▶ **Given problem**: Please transcribe the lines of the listing below, starting with the line that contains "Task: detect speckled" and going on through the line that contains "[491,17,500,77]", keeping them identical.

:: Dataset ::

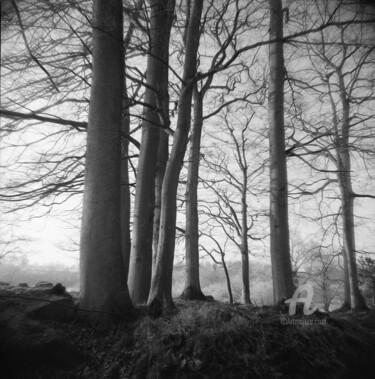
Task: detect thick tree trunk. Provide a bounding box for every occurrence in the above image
[121,98,131,281]
[331,68,366,309]
[80,0,131,320]
[241,168,251,304]
[268,0,294,304]
[152,56,174,272]
[128,0,174,304]
[340,248,350,311]
[181,86,206,300]
[148,0,203,311]
[221,252,233,304]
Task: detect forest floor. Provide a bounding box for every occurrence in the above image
[0,300,375,379]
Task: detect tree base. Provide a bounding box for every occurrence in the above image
[147,297,176,318]
[179,286,209,301]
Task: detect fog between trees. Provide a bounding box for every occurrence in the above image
[0,0,375,317]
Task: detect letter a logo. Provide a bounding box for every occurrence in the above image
[285,284,317,316]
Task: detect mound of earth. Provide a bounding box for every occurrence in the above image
[0,286,375,379]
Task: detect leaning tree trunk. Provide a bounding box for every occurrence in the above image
[268,0,294,304]
[148,0,203,311]
[241,168,251,304]
[327,69,366,309]
[152,46,174,272]
[79,0,131,320]
[128,0,174,304]
[181,86,206,300]
[121,94,131,281]
[336,68,367,309]
[121,0,143,281]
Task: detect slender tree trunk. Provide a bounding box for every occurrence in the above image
[340,248,350,311]
[268,0,294,304]
[241,171,251,304]
[128,0,174,304]
[121,98,131,282]
[329,67,367,309]
[181,86,206,300]
[80,0,131,320]
[148,0,203,311]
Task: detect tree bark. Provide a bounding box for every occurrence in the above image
[128,0,174,304]
[181,86,206,300]
[334,68,367,309]
[241,168,251,304]
[147,0,203,311]
[121,98,131,282]
[268,0,294,304]
[79,0,131,321]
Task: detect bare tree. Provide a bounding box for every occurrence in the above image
[148,0,203,309]
[128,0,174,303]
[268,0,294,304]
[80,0,131,320]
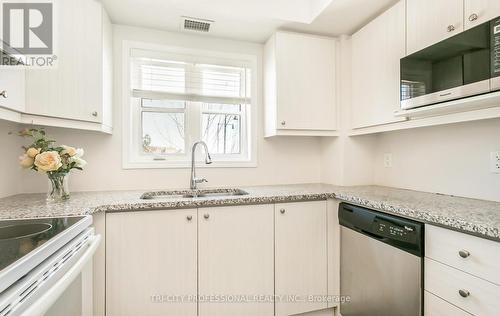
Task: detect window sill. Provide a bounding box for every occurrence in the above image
[122,161,257,169]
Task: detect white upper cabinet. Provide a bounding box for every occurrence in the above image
[26,0,112,126]
[264,32,337,136]
[464,0,500,29]
[351,1,406,128]
[406,0,464,55]
[0,68,25,112]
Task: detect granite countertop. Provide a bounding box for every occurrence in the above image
[0,184,500,242]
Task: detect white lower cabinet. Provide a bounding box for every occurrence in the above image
[198,204,274,316]
[424,225,500,316]
[274,201,328,316]
[105,201,339,316]
[424,291,471,316]
[106,209,197,316]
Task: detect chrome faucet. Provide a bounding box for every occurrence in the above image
[189,141,212,190]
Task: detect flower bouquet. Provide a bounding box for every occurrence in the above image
[19,129,87,202]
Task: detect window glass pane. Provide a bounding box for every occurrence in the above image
[202,103,241,112]
[142,112,185,154]
[202,113,241,154]
[141,99,186,109]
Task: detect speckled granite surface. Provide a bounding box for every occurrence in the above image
[0,184,500,242]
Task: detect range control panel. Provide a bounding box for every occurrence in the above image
[373,218,417,242]
[491,17,500,77]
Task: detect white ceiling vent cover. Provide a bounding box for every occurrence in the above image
[181,16,214,33]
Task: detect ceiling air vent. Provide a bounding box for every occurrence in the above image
[181,16,214,33]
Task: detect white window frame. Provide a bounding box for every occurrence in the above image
[121,41,260,169]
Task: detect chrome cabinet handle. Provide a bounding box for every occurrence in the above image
[458,250,470,259]
[458,290,470,298]
[469,13,479,22]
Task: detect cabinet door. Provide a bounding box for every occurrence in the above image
[351,1,406,128]
[406,0,464,54]
[0,68,25,112]
[464,0,500,29]
[26,0,102,122]
[424,291,472,316]
[276,32,336,130]
[275,201,328,316]
[106,209,197,316]
[198,205,274,316]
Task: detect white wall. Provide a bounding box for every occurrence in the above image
[17,25,321,192]
[0,121,22,197]
[374,119,500,201]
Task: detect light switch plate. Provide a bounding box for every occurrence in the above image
[384,153,392,168]
[490,151,500,173]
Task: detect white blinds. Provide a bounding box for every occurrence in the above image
[131,50,250,104]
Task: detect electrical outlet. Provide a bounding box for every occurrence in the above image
[384,153,392,168]
[490,151,500,173]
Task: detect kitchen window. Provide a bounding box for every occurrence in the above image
[124,48,255,168]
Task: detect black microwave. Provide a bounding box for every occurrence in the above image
[400,17,500,110]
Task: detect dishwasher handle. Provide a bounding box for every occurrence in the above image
[339,203,424,257]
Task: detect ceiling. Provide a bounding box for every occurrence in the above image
[102,0,397,42]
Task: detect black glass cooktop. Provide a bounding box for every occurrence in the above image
[0,217,82,271]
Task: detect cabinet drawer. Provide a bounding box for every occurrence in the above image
[425,225,500,285]
[424,258,500,316]
[424,291,471,316]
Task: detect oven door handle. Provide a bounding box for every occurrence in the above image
[22,235,101,316]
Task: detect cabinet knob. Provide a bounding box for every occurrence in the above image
[458,290,470,297]
[458,250,470,259]
[469,13,479,22]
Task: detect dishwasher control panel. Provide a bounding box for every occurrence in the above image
[373,217,417,242]
[339,202,424,257]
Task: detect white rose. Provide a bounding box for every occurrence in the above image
[35,151,62,172]
[26,147,40,158]
[19,154,35,169]
[61,145,76,157]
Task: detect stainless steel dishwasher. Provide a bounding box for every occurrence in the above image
[339,203,424,316]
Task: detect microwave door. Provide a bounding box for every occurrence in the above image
[401,77,490,110]
[401,16,494,110]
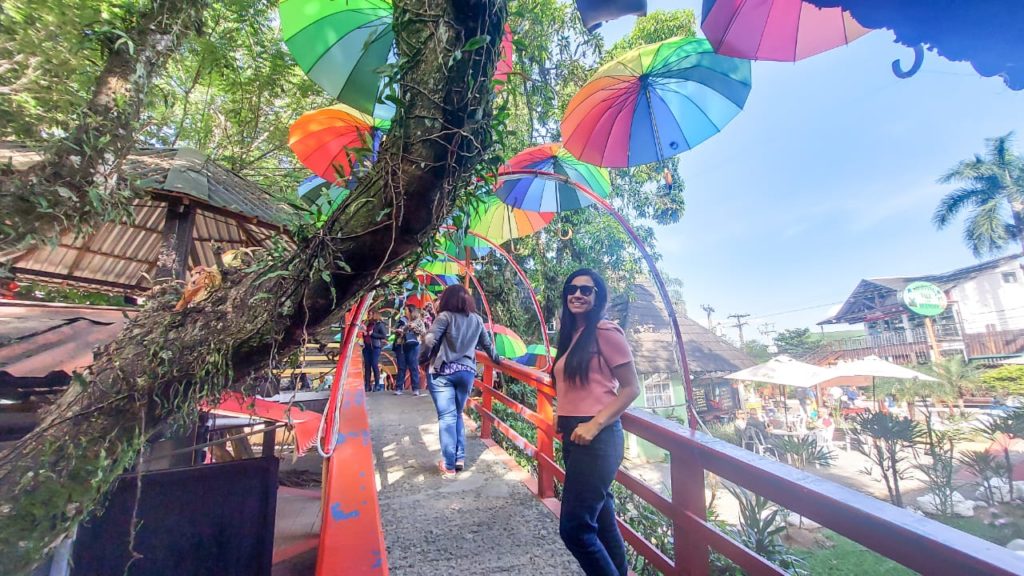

:::

▶ **Answer to this exercise**:
Task: detect speckled granite surface. Provide a bounding box for every occurrence in the above image
[0,184,500,242]
Task: detect range control panel. Provide a bounding box for every occurrence in the above image
[373,218,417,242]
[491,17,500,77]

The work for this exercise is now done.